§ Selected text
··········

Even with the additional added cluster states, we do not get any insights into the behvaiour of the different algorithms. Interestingly, starting state and the immediate next state can be well separated but for all the other states we have one big cluster. Even when zooming into this cluster, we cannot get any meanigful information.

### ICA

In [None]:
# Detect Clusters in the dataset
clusterer = hdbscan.HDBSCAN(min_cluster_size=400)
cluster_labels = clusterer.fit_predict(ica_plotting_df[['X', 'Y']].values)
ica_plotting_df['cluster'] = cluster_labels
display(ica_plotting_df.head())
print()

# create a dictionary with the proportion of samples having one state belonging to a cluster
df['cluster'] = cluster_labels
df.head()
cluster_state_dict = {}

for cluster_id, cluster_data in df.groupby('cluster'):
    #if cluster_id != -1:
    cluster_state_dict[cluster_id] = {}
    unique_states = cluster_data['state'].unique()  # Extract unique states in this cluster
    print(f"Cluster {cluster_id} has the following unique states:")
    for state in unique_states:
        cluster_state_dict[cluster_id][state.item()] = len(cluster_data[cluster_data['state']==state])/ len(cluster_data['state'])
        print(f"  - {state}")
    print(f"samples in cluster: {len(cluster_data)}")

··········

§ Data section
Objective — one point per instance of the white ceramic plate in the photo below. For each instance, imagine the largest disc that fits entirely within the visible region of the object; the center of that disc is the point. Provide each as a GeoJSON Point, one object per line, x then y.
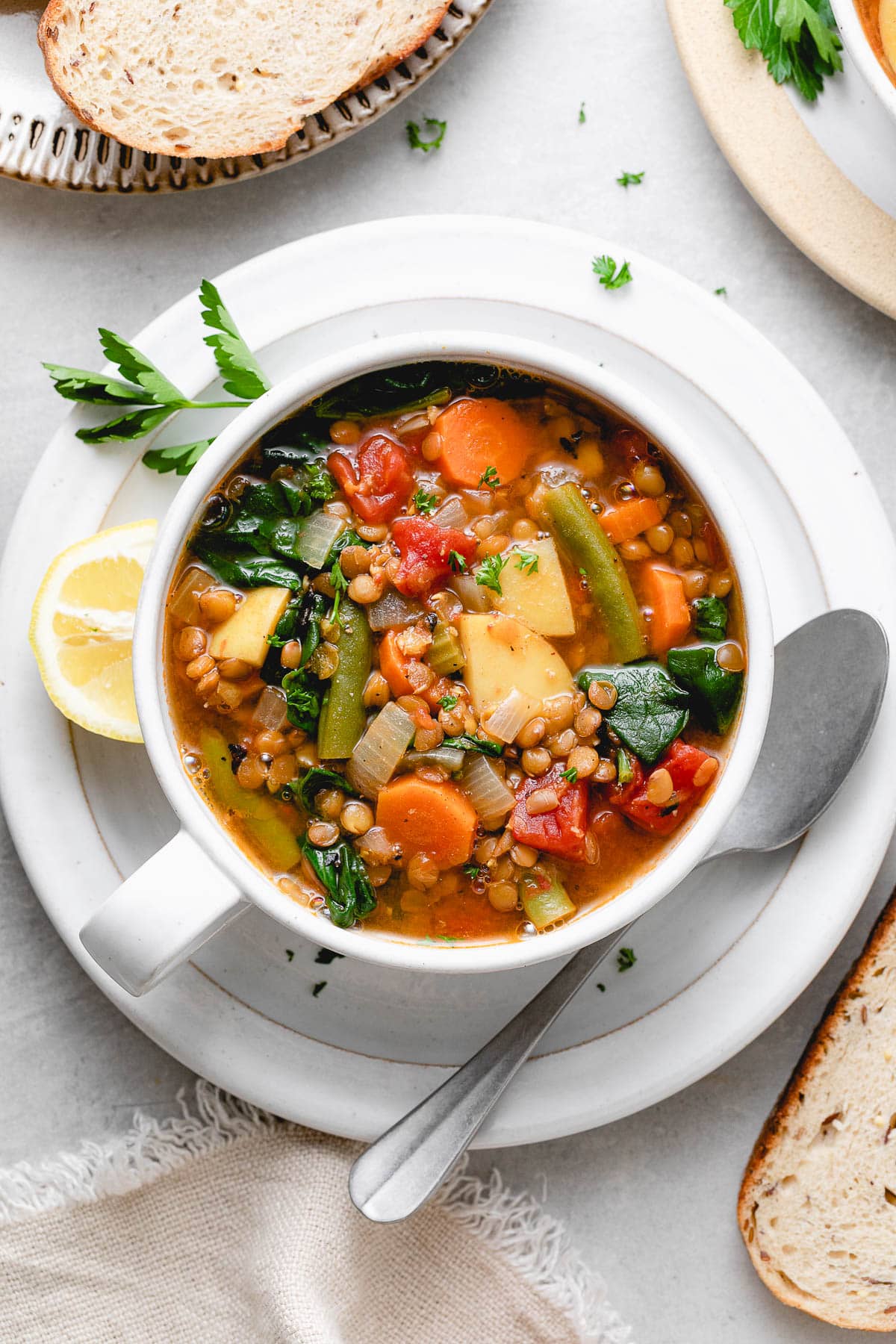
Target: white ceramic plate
{"type": "Point", "coordinates": [43, 141]}
{"type": "Point", "coordinates": [722, 956]}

··········

§ Task instructions
In the clustering code text above, name every data frame column that the code refers to by name, listing each column only once.

§ Written response
X, Y, cluster, state